* [WHAT YOU SHOULD DO]
From the line that holds "the red wooden" to the last line of the data, copy everything exactly; leave out all the rest.

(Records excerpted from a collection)
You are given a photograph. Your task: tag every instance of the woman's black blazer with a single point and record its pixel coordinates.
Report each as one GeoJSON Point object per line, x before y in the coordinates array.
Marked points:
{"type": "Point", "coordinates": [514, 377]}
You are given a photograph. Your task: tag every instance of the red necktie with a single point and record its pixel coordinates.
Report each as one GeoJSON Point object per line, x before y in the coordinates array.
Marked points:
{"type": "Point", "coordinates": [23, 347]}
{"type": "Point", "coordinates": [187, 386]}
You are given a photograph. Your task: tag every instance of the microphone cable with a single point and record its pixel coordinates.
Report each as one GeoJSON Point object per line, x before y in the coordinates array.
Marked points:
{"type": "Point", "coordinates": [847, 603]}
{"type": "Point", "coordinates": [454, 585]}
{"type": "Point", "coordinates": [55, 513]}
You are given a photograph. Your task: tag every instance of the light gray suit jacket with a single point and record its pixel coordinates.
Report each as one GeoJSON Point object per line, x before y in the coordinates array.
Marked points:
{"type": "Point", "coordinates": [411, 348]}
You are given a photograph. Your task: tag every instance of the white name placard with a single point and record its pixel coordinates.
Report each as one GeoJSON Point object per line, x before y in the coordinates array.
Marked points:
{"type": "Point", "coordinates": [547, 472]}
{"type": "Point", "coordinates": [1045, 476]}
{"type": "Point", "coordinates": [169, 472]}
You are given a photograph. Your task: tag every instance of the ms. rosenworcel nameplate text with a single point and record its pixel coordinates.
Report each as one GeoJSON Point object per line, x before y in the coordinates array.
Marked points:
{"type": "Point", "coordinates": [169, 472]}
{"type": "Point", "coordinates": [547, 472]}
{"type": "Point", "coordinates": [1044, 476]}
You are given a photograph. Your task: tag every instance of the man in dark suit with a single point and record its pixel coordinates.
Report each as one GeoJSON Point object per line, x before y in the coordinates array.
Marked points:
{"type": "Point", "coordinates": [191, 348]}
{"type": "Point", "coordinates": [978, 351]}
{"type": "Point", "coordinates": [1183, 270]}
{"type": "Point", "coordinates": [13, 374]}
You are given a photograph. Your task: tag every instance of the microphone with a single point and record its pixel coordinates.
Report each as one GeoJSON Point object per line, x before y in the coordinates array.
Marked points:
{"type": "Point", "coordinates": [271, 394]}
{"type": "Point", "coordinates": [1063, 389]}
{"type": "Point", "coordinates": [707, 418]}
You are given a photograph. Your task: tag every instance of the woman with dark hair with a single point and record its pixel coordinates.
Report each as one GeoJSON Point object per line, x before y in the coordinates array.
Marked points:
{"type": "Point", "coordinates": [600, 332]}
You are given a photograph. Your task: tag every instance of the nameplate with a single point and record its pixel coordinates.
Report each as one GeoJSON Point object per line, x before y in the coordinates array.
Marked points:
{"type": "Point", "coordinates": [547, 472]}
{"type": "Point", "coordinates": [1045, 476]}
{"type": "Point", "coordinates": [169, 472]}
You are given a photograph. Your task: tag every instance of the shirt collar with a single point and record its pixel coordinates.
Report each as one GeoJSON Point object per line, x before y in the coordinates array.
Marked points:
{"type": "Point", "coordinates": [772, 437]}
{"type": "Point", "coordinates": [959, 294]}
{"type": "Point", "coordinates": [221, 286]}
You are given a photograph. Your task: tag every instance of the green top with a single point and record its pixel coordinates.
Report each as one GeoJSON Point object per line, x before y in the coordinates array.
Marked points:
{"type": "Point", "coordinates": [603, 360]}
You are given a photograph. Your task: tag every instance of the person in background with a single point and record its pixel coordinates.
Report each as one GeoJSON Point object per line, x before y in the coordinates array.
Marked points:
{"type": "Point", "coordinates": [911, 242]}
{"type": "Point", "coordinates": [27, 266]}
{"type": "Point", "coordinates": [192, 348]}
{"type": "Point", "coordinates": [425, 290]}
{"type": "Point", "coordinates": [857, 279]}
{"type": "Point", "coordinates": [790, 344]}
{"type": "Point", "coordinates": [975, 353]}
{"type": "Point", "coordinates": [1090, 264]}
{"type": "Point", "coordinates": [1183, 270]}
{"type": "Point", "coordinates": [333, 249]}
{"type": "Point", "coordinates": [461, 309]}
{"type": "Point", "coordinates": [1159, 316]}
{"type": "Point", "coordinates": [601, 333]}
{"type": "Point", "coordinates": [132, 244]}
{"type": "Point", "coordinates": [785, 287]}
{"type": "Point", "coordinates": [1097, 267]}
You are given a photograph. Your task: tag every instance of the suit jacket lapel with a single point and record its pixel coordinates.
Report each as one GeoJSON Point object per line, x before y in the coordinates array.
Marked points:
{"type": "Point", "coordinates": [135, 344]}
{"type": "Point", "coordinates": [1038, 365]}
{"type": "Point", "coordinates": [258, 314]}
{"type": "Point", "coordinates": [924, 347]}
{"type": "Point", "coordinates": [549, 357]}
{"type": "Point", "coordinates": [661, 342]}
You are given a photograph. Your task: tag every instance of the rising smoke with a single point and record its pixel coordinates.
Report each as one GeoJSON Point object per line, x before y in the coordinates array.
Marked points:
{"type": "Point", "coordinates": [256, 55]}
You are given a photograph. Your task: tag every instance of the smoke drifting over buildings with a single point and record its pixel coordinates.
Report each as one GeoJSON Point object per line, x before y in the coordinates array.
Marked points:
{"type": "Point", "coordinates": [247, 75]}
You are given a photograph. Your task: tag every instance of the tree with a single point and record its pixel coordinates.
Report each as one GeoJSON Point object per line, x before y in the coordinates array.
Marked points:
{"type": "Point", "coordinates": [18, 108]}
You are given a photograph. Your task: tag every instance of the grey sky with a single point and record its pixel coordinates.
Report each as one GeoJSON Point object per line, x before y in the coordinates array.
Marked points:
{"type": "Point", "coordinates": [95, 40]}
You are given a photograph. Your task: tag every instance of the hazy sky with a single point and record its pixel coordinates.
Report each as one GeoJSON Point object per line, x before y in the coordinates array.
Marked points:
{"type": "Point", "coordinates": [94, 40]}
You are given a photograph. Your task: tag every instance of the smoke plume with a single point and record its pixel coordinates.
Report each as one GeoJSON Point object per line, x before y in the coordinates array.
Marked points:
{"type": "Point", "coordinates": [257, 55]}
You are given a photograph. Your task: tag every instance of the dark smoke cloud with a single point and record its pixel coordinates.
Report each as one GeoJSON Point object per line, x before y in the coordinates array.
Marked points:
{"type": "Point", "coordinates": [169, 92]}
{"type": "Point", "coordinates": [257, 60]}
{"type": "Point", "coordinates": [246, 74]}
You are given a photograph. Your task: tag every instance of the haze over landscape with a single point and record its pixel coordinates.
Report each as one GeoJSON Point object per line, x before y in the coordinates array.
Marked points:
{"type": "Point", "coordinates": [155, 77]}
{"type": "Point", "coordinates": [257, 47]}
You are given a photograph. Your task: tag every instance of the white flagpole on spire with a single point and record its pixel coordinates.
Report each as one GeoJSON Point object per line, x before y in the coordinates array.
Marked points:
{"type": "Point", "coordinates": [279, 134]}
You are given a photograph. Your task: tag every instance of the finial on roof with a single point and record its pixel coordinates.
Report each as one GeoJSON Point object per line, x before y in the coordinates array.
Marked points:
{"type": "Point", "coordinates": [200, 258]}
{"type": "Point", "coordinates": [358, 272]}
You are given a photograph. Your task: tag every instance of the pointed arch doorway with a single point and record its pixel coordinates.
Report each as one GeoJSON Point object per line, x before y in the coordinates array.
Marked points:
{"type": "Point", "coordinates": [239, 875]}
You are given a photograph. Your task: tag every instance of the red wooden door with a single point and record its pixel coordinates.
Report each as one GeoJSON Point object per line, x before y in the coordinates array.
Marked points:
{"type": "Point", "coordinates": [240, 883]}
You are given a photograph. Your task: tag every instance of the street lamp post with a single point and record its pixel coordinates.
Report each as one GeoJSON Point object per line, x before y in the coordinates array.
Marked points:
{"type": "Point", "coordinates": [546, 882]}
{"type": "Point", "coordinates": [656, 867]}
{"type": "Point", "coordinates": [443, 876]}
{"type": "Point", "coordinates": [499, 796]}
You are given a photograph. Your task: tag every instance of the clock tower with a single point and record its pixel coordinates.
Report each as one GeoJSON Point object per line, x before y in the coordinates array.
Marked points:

* [RESPONSE]
You are given a photograph. Your task: tag every instance of the red wooden door with a single point and record its pixel coordinates.
Report each as one GeoJSON Point object per line, x before y in the coordinates array.
Marked points:
{"type": "Point", "coordinates": [240, 883]}
You are given a photograph. Your task: tag every instance of the street lamp post with a single point and record its pixel coordinates.
Report each as one GeoJSON Point object per line, x before y in the coordinates array.
Marked points:
{"type": "Point", "coordinates": [546, 882]}
{"type": "Point", "coordinates": [656, 867]}
{"type": "Point", "coordinates": [443, 876]}
{"type": "Point", "coordinates": [499, 796]}
You are given a photograph. Your task: tag every instance of the clock tower with a single point and record its pixel coordinates.
Report each as one GeoJSON Point object per line, x before y in the coordinates array.
Marked points:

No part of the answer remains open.